ALEC first promoted this model bill in 1995, the same year that Michigan adopted a version, calling it the Product Liability Act. As of 2018, the law, which the Michigan Chamber of Commerce supported, prevented individuals and the state from suing drug companies, according to The Detroit News. A version of the model bill was introduced in Wisconsinin 2011 at the urging of former ALEC member and then-Gov. Scott Walker, with industry support; it did not pass.
In its Drug Liability Act, ALEC claims the lack of liability limitations “has severely harmed the public interest by creating disincentives for the research and development of new pharmaceutical products and by delaying or preventing the introduction into the market of products that could prolong or even save the lives of individuals.”
The claim that limiting liability would benefit the public is dubious. Rather, the model legislation would restrict consumers’ rights to sue for unsafe drugs. Another model bill, the Statute of Limitation Reduction Act, would reduce the time allowed to bring forth a lawsuit after injury or death.
The proposed legislation would prevent lawsuits against pharmaceutical companies solely on the grounds that a drug was approved by the FDA, reducing the incentive for drug companies to recall dangerous products. (See CMD’s "ALEC Exposed" wiki for more on the group’s role in changes to tort law.)
ALEC has promoted other model bills that are helpful to drug companies, including:
- Resolution Calling for the Reform of the Food and Drug Administration, which promotes a potential weakening of FDA review of new drugs and medical therapies. It also limits FDA authority over tobacco and the regulation of drug advertising.
- Resolution on Negative Impacts of Pharmaceutical Price Controls, which opposes all cost controls on prescription drugs.
- Resolution in Support of the [industry trade association] PhRMA Code and Corporate Self-Regulation, which opposes binding regulations on sales incentives for doctors to prescribe certain drugs.
ALEC members who manufacture drugs were not the only companies to be hit with penalties in 2020. State Farm paid $10.4 million in consumer restitution and fines for violating insurance statutes and regulations in New York. The insurance company had not paid claims nor interest on those claims in a timely manner, among other violations.
ALEC member Anheuser-Busch paid $5 million to the U.S. Treasury for providing illegal inducements to retailers, as well as for other misdeeds.
A 2017 study by the Center for Media and Democracy showed that ALEC’s “biggest corporate funders [including Novartis] are also among the nation’s biggest violators of the health, safety, consumer, worker, and environmental protection laws ALEC seeks to dismantle.”
Some companies hit with large fines and penalties in 2020 are former ALEC members.
AT&T and its subsidiary CNN were fined $133 million for labor and other violations in 2020. Verizon was fined close to $50 million for telecommunications violations and employment discrimination.
Both, companies, along with Dow Chemical and Honeywell, quit ALEC because David Horowitz, a Southern Poverty Law Center-identified anti-Muslim hate figure, spoke at one of ALEC’s 2018 gatherings. After the speech, Common Cause and other groups called on large corporations to stop funding the group.
A new campaign, in which CMD participates, began in May 2020, when more than 70 civil rights, religious, investor, labor, environmental, and public interest organizations urged remaining ALEC funders “to cut ties with the organization after ALEC announced it was co-leading a lobbying effort to push the federal government and states to ‘reopen’ despite public health officials’ warnings about COVID-19.”
Anheuser-Busch, Novartis, and State Farm were among the companies the coalition urged to quit ALEC.
“Make no mistake,” the companies’ executives and board chairs were warned, “your continued financial support of ALEC is an active endorsement of this dangerous effort. The money your company is contributing to ALEC is helping fund this campaign—one which is direct contravention of public health guidelines.”
So far, unlike 2018, no companies have responded by quitting ALEC.

**EXTRACTED DATA:**
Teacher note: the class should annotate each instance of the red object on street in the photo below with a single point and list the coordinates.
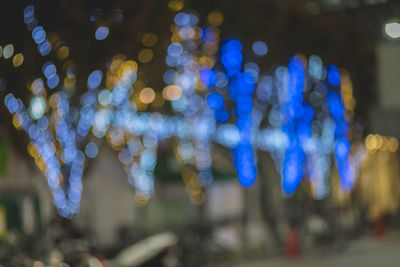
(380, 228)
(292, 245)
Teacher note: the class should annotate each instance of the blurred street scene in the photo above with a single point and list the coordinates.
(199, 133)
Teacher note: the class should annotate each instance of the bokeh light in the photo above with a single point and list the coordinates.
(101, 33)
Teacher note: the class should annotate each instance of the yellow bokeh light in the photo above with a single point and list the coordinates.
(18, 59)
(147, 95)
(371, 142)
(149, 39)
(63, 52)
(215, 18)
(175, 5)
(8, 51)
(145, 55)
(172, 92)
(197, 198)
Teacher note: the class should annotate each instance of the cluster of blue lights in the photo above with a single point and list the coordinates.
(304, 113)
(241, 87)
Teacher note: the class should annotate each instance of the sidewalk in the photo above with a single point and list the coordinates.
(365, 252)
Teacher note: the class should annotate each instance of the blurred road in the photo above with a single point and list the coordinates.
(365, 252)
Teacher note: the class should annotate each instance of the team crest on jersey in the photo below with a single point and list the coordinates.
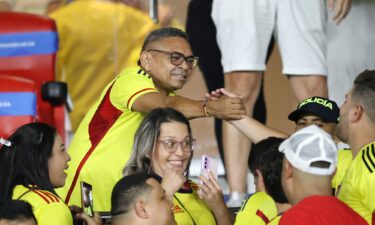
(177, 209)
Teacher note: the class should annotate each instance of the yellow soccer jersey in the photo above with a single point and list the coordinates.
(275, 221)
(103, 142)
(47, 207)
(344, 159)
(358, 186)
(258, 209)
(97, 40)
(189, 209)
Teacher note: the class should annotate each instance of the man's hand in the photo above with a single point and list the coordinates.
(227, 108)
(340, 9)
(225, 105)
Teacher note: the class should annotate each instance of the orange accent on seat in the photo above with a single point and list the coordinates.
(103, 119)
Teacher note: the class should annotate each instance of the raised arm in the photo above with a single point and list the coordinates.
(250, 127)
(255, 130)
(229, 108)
...
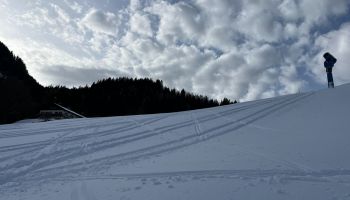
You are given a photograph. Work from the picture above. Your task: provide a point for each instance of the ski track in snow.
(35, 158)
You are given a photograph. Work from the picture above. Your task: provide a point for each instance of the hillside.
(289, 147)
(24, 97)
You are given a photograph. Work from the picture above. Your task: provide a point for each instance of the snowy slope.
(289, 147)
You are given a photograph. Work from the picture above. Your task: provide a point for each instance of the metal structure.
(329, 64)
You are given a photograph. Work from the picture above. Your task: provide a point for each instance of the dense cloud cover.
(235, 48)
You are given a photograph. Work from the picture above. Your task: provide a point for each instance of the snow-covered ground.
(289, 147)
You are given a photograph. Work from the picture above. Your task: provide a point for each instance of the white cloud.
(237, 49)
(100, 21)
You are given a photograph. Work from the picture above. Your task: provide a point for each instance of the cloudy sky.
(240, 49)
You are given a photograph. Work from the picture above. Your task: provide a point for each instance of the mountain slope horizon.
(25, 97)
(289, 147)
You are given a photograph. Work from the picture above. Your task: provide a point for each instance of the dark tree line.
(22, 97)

**BRIEF:** Reproduce, word for word, the portion of the ALEC text above between "- Resolution on" and "among other violations.", inclusive.

**COMPLETED EXERCISE:**
- Resolution on Negative Impacts of Pharmaceutical Price Controls, which opposes all cost controls on prescription drugs.
- Resolution in Support of the [industry trade association] PhRMA Code and Corporate Self-Regulation, which opposes binding regulations on sales incentives for doctors to prescribe certain drugs.
ALEC members who manufacture drugs were not the only companies to be hit with penalties in 2020. State Farm paid $10.4 million in consumer restitution and fines for violating insurance statutes and regulations in New York. The insurance company had not paid claims nor interest on those claims in a timely manner, among other violations.